◆ ARTICLE ◆
****************
Angles 'n' Attitudes

2006-10-19 / Columns

Above politics
William Bothwell

Adrienne Clarkson and I have never spoken

together. We have never even, as Voltaire said he occasionally did to God, nodded. However, over the years we have found ourselves in the same places at the same time - Trinity College, Toronto; St Mary Magdalene Church in the same city; the C.B.C.'s old Jarvis Street buildings and the roof lounge of the Park Plaza Hotel. Each of those places has served such an important function in our respective lives that one is tempted to feel an affinity with the great lady that is not, in fact, real.

I was for some years a C.B.C. radio voice on an interview and talk show called "Interplay" while Mme Clarkson was a nationally-known television personality. We worked with some of the same producers and control room people. Their gossip increased my illusion of knowing her personally. Too, that legal squabble over her right to block a Yorkville neighbour's sunshine by building an addition to her own house involved some people whom I knew.
****************
◆ LISTING ◆
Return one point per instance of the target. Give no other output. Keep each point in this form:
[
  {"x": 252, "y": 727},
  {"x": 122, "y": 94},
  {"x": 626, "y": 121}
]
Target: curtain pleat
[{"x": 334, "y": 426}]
****************
◆ THE PROBLEM ◆
Reproduce the entire column about Adrienne Clarkson from the top of the page, with no change to any word or punctuation mark.

◆ FINAL RESULT ◆
Angles 'n' Attitudes

2006-10-19 / Columns

Above politics
William Bothwell

Adrienne Clarkson and I have never spoken

together. We have never even, as Voltaire said he occasionally did to God, nodded. However, over the years we have found ourselves in the same places at the same time - Trinity College, Toronto; St Mary Magdalene Church in the same city; the C.B.C.'s old Jarvis Street buildings and the roof lounge of the Park Plaza Hotel. Each of those places has served such an important function in our respective lives that one is tempted to feel an affinity with the great lady that is not, in fact, real.

I was for some years a C.B.C. radio voice on an interview and talk show called "Interplay" while Mme Clarkson was a nationally-known television personality. We worked with some of the same producers and control room people. Their gossip increased my illusion of knowing her personally. Too, that legal squabble over her right to block a Yorkville neighbour's sunshine by building an addition to her own house involved some people whom I knew.